-- START --

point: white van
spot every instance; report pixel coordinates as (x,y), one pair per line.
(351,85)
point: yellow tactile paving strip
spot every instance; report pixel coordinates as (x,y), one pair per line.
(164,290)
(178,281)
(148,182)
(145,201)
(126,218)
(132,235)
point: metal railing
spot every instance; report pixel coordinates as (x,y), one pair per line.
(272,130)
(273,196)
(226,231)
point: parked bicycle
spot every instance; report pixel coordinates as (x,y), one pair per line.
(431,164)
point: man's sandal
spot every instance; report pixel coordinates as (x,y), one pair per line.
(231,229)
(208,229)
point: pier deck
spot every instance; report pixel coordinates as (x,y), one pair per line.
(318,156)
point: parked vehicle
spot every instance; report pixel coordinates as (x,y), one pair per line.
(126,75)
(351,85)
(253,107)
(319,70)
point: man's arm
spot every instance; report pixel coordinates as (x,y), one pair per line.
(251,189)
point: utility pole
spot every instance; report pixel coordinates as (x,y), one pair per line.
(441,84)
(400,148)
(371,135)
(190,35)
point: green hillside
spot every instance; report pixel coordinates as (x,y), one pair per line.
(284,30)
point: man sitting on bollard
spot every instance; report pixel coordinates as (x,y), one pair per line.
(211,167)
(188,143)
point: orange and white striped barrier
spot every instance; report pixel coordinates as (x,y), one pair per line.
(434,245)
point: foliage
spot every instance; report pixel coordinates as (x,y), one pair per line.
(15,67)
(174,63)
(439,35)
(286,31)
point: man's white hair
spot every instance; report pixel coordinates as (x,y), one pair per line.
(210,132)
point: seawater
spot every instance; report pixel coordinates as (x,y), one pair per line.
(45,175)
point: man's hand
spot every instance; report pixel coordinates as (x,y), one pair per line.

-- END --

Turn the stretch from the line containing "point: man sitting on bollard" through the last of the lines above into a numbered list, leaving out any blank lines.

1. point: man sitting on bollard
2. spot every instance; report pixel coordinates as (x,y), one pair per line.
3. (211,167)
4. (188,143)
5. point: orange and white striped barrier
6. spot every instance; report pixel coordinates as (x,y), one pair per line.
7. (434,245)
8. point: foliage
9. spot every instance; report pixel coordinates as (x,y), one pair per line.
10. (15,67)
11. (174,63)
12. (439,35)
13. (286,31)
14. point: man's white hair
15. spot every instance; report pixel coordinates as (x,y), one pair per line.
16. (210,132)
17. point: seawater
18. spot every instance; report pixel coordinates as (x,y), one pair per line.
19. (45,175)
20. point: man's hand
21. spot every instance; report pixel coordinates as (x,y), one pair per line.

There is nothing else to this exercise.